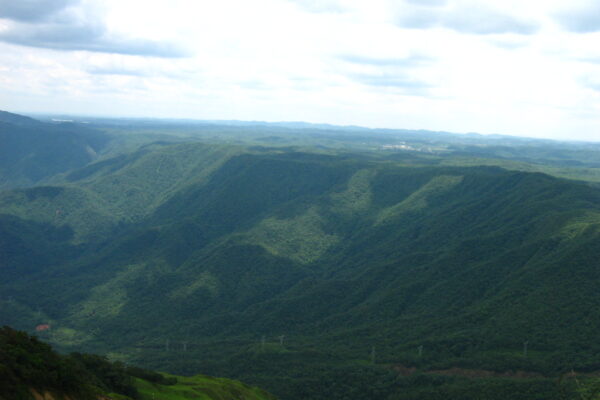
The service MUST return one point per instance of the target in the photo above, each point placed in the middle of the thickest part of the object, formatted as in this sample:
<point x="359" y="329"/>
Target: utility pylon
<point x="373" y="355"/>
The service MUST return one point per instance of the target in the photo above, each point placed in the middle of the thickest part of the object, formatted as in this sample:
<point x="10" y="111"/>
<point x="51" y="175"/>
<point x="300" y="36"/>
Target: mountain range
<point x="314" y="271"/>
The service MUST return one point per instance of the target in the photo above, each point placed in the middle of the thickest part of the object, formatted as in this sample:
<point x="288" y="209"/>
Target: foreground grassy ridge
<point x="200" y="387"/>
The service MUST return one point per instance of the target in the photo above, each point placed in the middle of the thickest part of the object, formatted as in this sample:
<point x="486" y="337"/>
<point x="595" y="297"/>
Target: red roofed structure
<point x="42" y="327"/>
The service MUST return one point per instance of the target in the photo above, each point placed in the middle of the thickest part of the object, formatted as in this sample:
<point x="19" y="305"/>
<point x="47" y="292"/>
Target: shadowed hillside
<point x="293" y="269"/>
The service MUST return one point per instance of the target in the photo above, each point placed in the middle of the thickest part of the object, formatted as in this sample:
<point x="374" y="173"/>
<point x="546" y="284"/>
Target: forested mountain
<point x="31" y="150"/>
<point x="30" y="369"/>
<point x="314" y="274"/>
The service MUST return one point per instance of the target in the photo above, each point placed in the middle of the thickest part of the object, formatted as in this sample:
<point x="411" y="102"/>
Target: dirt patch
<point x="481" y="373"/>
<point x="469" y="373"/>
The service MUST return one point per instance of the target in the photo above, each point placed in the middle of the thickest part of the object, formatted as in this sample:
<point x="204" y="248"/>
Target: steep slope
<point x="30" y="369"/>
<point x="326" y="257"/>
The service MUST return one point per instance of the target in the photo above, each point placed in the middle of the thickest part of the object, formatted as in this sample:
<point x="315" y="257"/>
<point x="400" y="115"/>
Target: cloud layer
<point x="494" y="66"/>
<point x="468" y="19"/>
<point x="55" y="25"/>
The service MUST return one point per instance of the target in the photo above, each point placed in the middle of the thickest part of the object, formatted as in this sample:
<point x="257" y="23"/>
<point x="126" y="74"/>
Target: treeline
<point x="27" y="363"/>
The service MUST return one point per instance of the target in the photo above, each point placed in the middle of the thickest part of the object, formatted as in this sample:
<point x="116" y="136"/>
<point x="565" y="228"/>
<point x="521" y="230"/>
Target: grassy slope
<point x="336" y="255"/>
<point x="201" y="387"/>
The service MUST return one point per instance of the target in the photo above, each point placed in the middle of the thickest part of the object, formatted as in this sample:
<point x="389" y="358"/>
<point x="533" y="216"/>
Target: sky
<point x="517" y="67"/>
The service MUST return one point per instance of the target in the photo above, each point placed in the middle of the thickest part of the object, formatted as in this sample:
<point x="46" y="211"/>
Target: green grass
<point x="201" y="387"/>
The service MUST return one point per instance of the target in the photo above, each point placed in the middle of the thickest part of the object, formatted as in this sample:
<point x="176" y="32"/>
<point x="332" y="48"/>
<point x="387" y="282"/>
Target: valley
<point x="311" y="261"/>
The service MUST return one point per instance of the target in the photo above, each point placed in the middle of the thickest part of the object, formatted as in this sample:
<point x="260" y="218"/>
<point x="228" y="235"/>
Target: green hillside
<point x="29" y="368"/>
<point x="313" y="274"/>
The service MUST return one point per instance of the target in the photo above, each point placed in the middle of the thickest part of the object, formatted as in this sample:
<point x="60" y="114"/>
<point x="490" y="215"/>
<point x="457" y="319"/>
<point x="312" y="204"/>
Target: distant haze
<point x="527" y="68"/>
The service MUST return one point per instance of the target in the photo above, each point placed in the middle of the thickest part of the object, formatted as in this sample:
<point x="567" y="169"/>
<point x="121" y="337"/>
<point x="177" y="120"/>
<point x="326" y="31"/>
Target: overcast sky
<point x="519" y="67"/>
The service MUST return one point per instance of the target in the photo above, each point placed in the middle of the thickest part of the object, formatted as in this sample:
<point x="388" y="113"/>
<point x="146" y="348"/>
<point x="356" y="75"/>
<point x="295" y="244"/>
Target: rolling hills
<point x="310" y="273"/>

▶ What you are asked to do
Reproduce each line word for word and drop the pictures.

▶ Result for this exercise
The service MUST return one point per instance of the target in the photo above, each point placed in the middle of the thickest part of the object, formatted as in this sample:
<point x="359" y="329"/>
Target: utility pylon
<point x="373" y="355"/>
The service MUST return one point per instance of the target in the photo above, each point placed in the middle of the thickest part of the object, formatted as in this sample:
<point x="10" y="111"/>
<point x="51" y="175"/>
<point x="300" y="36"/>
Target: mountain range
<point x="314" y="271"/>
The service MUST return one point per instance of the target in the photo above, each point placed in the middle of the thickest part of the object, formatted as in this sample:
<point x="288" y="209"/>
Target: foreground grassy ridge
<point x="200" y="387"/>
The service MUST return one point per instance of the target in the photo above, each point placed in the middle of the thickest part of the object, formatted as in this sample:
<point x="486" y="337"/>
<point x="595" y="297"/>
Target: red roofed structure
<point x="42" y="327"/>
The service MUST return one point per instance of the target in the photo above, each point placed in the middle of the thickest part of the object, formatted as in this sample:
<point x="19" y="305"/>
<point x="47" y="292"/>
Target: shadowed hillside
<point x="293" y="269"/>
The service MUST return one point per instance of the target in the photo above, each point placed in the middle of the thickest part of the object, formatted as in this sample:
<point x="374" y="173"/>
<point x="546" y="284"/>
Target: forested mountain
<point x="31" y="150"/>
<point x="30" y="369"/>
<point x="314" y="274"/>
The service MUST return one point per instance of the target in the photo above, each point placed in the middle of the thickest part of the object, formatted as in this sample:
<point x="411" y="102"/>
Target: dirt patch
<point x="481" y="373"/>
<point x="469" y="373"/>
The service MUST return one point per instance of the target in the photo above, each point placed in the middle of the thickest part of the object, formatted as in this sample:
<point x="204" y="248"/>
Target: steep slope
<point x="30" y="369"/>
<point x="326" y="257"/>
The service MUST return one point per instance of the target in the photo above, each point placed in the middle of the thickest part of the object, formatted as in this sample:
<point x="315" y="257"/>
<point x="400" y="115"/>
Target: cloud layer
<point x="494" y="66"/>
<point x="468" y="19"/>
<point x="55" y="25"/>
The service MUST return one point per instance of the target in the photo above, each point placed in the middle of the thickest part of the object, formatted as in this sample:
<point x="257" y="23"/>
<point x="126" y="74"/>
Target: treeline
<point x="27" y="363"/>
The service MUST return one point per instance of the target in the photo above, each point placed in the middle of the thickest part of the object, formatted as in this sample:
<point x="116" y="136"/>
<point x="565" y="228"/>
<point x="521" y="230"/>
Target: grassy slope
<point x="336" y="255"/>
<point x="201" y="387"/>
The service MUST return one point per instance of the target in the photo above, each point placed in the middle of the thickest part of the object, formatted as in this sample:
<point x="389" y="358"/>
<point x="533" y="216"/>
Target: sky
<point x="517" y="67"/>
The service MUST return one point per instance of the target in the photo above, each point placed in the middle of the thickest part of the object, formatted as in this sample:
<point x="46" y="211"/>
Target: green grass
<point x="201" y="387"/>
The service MUST return one point per instance of the target in the photo above, each point placed in the middle of the thickest part of the object, formatted as in this sample:
<point x="176" y="32"/>
<point x="332" y="48"/>
<point x="387" y="282"/>
Target: valley
<point x="311" y="261"/>
The service MUST return one point per instance of the target in the photo above, each point placed in the middle of the thickest part of the object, formatted as in this sample:
<point x="260" y="218"/>
<point x="228" y="235"/>
Target: green hillside
<point x="29" y="368"/>
<point x="313" y="274"/>
The service MUST return one point per instance of the target in the photo above, each point placed in the middle of the thickest part of the object, formatted as in this sample:
<point x="60" y="114"/>
<point x="490" y="215"/>
<point x="457" y="319"/>
<point x="312" y="204"/>
Target: distant haze
<point x="527" y="68"/>
The service MUST return one point per instance of the target in the photo above, each point placed in the middle of the thickest part of the object, formatted as in this sample:
<point x="567" y="169"/>
<point x="121" y="337"/>
<point x="177" y="120"/>
<point x="326" y="31"/>
Target: overcast sky
<point x="519" y="67"/>
The service MUST return one point per instance of the target in the photo above, each point placed in the middle of the thickest part of the object, formatted as in this sample:
<point x="388" y="113"/>
<point x="146" y="348"/>
<point x="356" y="75"/>
<point x="295" y="244"/>
Target: rolling hills
<point x="310" y="273"/>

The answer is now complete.